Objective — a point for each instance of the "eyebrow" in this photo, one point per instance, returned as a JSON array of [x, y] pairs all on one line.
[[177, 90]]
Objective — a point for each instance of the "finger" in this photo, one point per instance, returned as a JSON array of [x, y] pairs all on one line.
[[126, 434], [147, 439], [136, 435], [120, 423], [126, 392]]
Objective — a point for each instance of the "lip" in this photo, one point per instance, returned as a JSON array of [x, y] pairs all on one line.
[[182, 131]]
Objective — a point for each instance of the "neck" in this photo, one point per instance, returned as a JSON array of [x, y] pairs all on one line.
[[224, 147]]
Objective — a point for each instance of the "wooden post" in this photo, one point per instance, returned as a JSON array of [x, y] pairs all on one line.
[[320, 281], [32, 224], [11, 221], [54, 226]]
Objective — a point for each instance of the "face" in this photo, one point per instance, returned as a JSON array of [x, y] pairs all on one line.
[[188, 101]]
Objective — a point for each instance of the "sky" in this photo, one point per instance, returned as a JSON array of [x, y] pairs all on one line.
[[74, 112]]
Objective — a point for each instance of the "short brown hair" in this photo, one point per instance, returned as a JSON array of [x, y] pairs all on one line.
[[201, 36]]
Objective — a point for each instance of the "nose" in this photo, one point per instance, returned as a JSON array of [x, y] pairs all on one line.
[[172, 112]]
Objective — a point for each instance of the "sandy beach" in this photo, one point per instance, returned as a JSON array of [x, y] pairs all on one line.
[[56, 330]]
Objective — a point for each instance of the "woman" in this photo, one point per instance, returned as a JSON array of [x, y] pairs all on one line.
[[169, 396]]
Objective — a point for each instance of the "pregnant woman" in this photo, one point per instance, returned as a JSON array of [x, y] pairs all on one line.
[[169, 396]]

*WORK TASK*: Would you transcribe all of the data, keeping each line exact?

*EXERCISE RESULT*:
Objective — a point for each instance of the "eyebrow" in this photo, one point per instance, returned as a JSON array of [x, y] pairs all on one line.
[[177, 90]]
Objective — a point for each instance of the "finger" in this photo, one point per instance, returned as a JSON array of [x, y] pairs all on one line.
[[126, 434], [147, 439], [136, 435], [120, 423], [126, 392]]
Objective — a point for each instance of the "lip" in this photo, one point per instance, returned as a JSON array of [x, y] pairs all on one line.
[[182, 131]]
Objective — a point for each instance of the "neck" in this photo, one point per instance, returned as a JSON array of [x, y] pairs all on one line.
[[224, 147]]
Objective — a point for each instance of the "wooden post" in this photo, one point per instance, returned as a JSON array of [x, y] pairs all on one line.
[[320, 281], [32, 224], [11, 221], [54, 226]]
Objective — a point for each instance of the "face" in this photo, one point per instance, returned as a JSON array of [x, y] pairs all on one line.
[[188, 101]]
Objective — a point for each instance of the "sky" in this photo, one point per instance, returned as a JSON array of [x, y] pairs all on one line.
[[74, 112]]
Objective — a point for each instance of the "short brown hair" in this photo, one point per instance, returned as a JSON array of [x, y] pairs all on one line.
[[201, 36]]
Objective — a point for each instance of the "nose" in this photo, one point per instance, returned as a JSON array of [x, y] pairs all on one line.
[[172, 112]]
Objective — a point for each instance of the "sandy beach" in this photo, one point per instance, returned as a JSON array of [x, y] pairs all on one line.
[[56, 330]]
Objective — a point for each instance of the "woman" in this photo, one point per instance, returned as a JSON array of [x, y] pairs all on one line.
[[169, 396]]
Objective — a point for each instance of the "pregnant woman" in this photo, one point per instance, returned as a JSON array of [x, y] pairs all on one line.
[[169, 396]]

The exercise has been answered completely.